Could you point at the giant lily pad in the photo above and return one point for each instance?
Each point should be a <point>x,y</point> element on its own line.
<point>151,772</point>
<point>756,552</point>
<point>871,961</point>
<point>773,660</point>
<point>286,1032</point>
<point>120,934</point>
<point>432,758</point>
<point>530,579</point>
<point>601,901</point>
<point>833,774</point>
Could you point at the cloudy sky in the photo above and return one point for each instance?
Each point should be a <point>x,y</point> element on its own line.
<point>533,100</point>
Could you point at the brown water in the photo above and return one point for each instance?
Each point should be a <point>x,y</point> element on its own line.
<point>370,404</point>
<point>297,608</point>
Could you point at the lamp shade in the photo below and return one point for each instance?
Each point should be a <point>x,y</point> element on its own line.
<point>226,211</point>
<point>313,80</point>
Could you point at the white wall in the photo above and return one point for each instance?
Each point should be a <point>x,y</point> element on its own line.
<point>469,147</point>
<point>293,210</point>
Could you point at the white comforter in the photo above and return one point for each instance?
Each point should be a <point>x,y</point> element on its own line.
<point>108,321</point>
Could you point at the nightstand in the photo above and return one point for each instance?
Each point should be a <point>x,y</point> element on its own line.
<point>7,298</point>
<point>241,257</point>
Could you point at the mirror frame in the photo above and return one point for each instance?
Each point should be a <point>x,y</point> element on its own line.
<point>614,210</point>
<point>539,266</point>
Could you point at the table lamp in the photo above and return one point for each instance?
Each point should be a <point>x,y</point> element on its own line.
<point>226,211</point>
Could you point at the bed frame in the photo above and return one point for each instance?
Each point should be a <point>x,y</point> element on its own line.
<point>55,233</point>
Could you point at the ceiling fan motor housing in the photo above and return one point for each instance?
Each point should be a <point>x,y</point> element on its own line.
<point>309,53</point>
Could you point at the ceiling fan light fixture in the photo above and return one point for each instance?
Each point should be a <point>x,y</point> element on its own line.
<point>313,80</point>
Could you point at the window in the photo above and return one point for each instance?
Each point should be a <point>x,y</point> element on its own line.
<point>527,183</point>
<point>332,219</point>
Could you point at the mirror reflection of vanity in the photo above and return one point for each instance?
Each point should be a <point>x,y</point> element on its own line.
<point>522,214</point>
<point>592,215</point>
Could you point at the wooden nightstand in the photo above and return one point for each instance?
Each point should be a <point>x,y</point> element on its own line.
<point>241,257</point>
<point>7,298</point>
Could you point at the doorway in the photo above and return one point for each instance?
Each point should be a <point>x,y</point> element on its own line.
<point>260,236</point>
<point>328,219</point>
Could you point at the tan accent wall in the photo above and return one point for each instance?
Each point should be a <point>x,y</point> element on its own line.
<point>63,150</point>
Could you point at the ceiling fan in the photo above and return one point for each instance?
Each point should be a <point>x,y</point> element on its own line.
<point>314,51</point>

*YOUR INSTRUCTIONS*
Each line above that contains "mirror" must be copied out.

*REPLY TO THE TASK*
Could you point at the mirror frame in the photo above and return one point for each instance?
Could you point at the mirror reflection of vanity in the photo above and return one point for each instance?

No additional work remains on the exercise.